> **課題**:
DNA鑑定の文章から、「DNA鑑定で夫の実子でないこ」から「に検討するようにしましょう。」までの部分をすべて一字一句そのまま書き写せ。

> **読む文章**:

___

このほか、骨、爪、へその緒、ガム、歯ブラシ、タバコの吸殻などでも、人の細胞が付着していればDNA鑑定を行うことができます。

DNA鑑定の費用と期間の相場

裁判でDNA鑑定を行う場合には、DNA鑑定の費用は、原則申し立てた方の負担となります。鑑定費用は10万円程度で、鑑定結果は約10~15日間で出る場合が多いようです。

DNA鑑定を拒否するとどうなるか

親子関係を確認する方法は、DNA鑑定だけではありません。外観的客観的に子の母と前婚の夫との性交渉が不能であることを立証するなどの立証方法もあります。
したがって、「DNA鑑定は受けない。別の方法で立証する」と主張することも可能です。
ただし、正当な理由もなくDNA鑑定を拒否すると、その後訴訟となった場合に心証的に不利になってしまう可能性もあります。実子であるという自信があっても実子ではないかもしれないという不安があっても、DNA鑑定は受けておいた方がよいでしょう。

親子関係が認められなかった場合

たとえば夫から親子関係がないと訴えられ、DNA鑑定が行われた結果夫の子ではないことが判明した場合には、妻は慰謝料や損害賠償は請求されるのでしょうか。また、その時すでに受けとっていた養育費はどうなるのでしょうか。

慰謝料請求

DNA鑑定で夫の実子でないことが判明したことで、結果的に妻の不貞行為が認められた場合には、妻が夫から慰謝料を請求される場合があります。
慰謝料を請求するには期限があり、「損害及び加害者を知ったとき」から3年です。

養育費の返還請求

DNA鑑定の結果を受けて、公的にも父親でないことが証明されれば養育費の支払い義務も消滅します。自身の子どもだと思って養育費を支払っていたなどの事情がある場合は、養育費の返還請求が可能な場合があります。また、過去の養育費を損害賠償として請求できる可能性もあります。

まとめ

以上、DNA鑑定についてご紹介しました。
DNA鑑定は、夫婦ともに気が重いものですが、その後の子どもの人生を大きく左右することがあります。弁護士と相談したうえで前向きに検討するようにしましょう。

___

> **データソースから取った項目**:
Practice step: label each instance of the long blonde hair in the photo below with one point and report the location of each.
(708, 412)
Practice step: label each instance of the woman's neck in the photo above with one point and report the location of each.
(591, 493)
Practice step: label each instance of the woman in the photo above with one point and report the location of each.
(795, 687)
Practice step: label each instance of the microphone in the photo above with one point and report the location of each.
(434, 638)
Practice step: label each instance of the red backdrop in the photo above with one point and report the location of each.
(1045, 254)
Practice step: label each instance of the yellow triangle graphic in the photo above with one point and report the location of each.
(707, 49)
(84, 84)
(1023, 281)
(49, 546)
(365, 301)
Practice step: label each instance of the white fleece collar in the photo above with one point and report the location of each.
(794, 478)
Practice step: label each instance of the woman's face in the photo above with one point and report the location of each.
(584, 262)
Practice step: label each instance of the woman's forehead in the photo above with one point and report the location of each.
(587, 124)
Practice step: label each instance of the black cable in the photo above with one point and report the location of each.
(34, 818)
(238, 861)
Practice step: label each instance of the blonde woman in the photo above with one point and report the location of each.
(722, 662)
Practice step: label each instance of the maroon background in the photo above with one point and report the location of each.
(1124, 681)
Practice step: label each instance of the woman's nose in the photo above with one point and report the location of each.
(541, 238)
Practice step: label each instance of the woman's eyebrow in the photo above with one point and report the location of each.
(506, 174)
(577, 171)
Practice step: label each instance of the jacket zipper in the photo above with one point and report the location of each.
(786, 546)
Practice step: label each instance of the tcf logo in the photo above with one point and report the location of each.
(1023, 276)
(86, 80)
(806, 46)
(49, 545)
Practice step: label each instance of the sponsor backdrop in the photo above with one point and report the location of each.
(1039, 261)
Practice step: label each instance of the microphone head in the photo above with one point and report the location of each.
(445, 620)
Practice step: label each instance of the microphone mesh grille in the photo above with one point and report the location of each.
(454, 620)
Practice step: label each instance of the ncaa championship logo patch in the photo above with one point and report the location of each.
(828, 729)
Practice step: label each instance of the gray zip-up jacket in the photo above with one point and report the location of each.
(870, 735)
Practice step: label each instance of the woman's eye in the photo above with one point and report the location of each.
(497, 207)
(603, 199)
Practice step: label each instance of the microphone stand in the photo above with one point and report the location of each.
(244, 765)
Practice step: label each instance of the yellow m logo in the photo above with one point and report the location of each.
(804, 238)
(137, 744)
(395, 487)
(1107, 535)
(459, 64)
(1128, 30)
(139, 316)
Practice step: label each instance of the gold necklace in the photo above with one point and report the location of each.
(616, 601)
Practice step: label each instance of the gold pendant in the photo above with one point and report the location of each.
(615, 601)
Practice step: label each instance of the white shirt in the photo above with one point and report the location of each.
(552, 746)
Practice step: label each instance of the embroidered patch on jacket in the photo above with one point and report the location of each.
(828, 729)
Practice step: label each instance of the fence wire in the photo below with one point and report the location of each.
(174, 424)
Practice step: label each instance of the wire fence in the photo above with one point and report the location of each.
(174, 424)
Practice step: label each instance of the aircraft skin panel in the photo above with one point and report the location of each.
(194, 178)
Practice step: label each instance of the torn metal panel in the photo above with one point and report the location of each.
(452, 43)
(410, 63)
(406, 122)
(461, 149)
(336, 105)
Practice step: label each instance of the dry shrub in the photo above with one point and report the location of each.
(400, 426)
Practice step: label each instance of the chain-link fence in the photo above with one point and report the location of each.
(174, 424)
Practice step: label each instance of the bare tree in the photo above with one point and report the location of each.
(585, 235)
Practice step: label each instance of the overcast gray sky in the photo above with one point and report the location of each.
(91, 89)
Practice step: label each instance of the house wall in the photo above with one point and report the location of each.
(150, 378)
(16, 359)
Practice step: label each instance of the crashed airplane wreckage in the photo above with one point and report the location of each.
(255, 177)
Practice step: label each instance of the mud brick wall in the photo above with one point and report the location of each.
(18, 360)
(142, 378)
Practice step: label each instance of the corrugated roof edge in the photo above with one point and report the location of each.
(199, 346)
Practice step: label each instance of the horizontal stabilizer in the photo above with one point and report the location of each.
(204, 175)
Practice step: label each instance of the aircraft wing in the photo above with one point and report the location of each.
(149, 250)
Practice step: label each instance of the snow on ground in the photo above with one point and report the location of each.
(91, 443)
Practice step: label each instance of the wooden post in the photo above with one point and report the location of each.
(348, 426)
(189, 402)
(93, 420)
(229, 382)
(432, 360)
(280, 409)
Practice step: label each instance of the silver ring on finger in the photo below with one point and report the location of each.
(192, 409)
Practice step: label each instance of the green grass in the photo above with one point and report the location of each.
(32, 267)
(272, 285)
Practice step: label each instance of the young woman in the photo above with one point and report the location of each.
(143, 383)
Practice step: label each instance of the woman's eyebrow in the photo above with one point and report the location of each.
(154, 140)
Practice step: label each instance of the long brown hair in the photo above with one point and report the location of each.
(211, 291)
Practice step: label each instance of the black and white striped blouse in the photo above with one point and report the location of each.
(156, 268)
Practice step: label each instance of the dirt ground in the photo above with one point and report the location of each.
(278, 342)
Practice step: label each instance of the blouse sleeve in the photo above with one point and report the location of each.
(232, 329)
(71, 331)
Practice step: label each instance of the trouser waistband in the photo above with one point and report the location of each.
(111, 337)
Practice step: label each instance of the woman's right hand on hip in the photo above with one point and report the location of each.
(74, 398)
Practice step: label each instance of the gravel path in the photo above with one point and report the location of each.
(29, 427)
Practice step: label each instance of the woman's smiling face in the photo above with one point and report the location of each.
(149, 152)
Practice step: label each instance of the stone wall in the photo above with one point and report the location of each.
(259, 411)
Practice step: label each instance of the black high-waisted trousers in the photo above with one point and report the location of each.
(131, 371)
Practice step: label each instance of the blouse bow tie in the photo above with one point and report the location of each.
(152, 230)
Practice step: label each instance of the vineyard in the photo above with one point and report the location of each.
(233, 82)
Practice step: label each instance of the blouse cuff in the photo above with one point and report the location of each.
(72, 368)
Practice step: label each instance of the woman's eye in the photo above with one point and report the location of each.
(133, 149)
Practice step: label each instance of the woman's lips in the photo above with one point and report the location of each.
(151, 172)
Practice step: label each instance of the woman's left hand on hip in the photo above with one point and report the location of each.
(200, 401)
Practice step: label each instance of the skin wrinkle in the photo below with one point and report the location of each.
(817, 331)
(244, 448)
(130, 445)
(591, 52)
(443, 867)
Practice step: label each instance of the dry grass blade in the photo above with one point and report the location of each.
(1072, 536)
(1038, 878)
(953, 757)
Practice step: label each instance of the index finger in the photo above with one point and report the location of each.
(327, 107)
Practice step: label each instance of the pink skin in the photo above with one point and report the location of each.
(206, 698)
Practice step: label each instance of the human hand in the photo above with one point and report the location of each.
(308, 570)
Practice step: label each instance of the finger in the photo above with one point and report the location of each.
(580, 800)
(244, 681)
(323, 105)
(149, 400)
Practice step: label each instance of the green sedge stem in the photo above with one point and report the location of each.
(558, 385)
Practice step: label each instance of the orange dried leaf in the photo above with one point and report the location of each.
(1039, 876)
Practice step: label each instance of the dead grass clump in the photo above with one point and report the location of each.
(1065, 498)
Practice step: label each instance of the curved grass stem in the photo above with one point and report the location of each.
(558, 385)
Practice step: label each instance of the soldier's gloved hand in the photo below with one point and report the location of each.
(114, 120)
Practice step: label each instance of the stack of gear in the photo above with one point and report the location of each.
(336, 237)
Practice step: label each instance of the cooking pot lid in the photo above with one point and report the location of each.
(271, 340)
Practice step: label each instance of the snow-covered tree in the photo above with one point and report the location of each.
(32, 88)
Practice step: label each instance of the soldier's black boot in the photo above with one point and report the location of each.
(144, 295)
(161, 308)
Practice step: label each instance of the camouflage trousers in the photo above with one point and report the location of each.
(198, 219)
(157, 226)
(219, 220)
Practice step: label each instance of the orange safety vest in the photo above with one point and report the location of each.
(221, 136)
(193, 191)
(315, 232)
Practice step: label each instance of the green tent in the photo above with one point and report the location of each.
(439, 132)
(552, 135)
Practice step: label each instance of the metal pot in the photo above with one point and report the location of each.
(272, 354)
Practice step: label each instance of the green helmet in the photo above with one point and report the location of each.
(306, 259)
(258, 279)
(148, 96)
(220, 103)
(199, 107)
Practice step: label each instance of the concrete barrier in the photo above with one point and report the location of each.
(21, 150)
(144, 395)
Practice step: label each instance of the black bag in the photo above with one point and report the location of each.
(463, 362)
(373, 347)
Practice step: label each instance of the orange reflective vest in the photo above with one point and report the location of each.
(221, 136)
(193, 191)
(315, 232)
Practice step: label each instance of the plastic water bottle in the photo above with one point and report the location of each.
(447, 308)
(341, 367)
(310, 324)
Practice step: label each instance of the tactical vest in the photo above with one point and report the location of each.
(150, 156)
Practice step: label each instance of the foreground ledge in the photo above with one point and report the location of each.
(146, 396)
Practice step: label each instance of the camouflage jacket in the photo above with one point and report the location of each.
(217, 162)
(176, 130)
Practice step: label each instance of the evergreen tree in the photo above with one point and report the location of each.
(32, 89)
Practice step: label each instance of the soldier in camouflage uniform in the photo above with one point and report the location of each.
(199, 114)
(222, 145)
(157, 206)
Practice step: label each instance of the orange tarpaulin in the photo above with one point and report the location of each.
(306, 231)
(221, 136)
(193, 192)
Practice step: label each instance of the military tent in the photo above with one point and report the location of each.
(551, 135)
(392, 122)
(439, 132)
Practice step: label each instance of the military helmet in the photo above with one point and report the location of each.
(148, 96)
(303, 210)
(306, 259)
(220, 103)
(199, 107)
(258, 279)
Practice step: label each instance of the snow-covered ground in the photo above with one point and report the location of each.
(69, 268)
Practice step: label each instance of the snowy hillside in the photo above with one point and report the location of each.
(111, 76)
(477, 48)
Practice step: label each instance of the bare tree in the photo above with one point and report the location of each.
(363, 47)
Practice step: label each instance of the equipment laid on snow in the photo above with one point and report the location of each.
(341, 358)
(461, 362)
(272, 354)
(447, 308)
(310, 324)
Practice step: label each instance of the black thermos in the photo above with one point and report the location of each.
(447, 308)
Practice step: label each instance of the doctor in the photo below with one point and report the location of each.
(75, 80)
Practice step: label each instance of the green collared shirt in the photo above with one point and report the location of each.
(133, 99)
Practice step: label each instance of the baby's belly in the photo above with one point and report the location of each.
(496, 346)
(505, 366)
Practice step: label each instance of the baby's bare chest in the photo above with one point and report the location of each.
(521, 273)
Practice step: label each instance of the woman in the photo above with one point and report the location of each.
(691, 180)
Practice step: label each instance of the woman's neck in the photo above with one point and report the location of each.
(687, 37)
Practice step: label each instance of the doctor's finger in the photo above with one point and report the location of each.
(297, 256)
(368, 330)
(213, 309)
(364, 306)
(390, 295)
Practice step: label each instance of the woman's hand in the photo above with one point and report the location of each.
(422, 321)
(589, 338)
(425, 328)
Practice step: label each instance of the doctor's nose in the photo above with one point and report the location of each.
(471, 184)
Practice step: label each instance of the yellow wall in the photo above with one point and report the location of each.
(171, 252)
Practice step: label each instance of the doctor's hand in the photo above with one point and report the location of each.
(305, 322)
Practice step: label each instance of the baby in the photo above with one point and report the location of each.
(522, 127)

___

> **解答**:
DNA鑑定で夫の実子でないことが判明したことで、結果的に妻の不貞行為が認められた場合には、妻が夫から慰謝料を請求される場合があります。
慰謝料を請求するには期限があり、「損害及び加害者を知ったとき」から3年です。

養育費の返還請求

DNA鑑定の結果を受けて、公的にも父親でないことが証明されれば養育費の支払い義務も消滅します。自身の子どもだと思って養育費を支払っていたなどの事情がある場合は、養育費の返還請求が可能な場合があります。また、過去の養育費を損害賠償として請求できる可能性もあります。

まとめ

以上、DNA鑑定についてご紹介しました。
DNA鑑定は、夫婦ともに気が重いものですが、その後の子どもの人生を大きく左右することがあります。弁護士と相談したうえで前向きに検討するようにしましょう。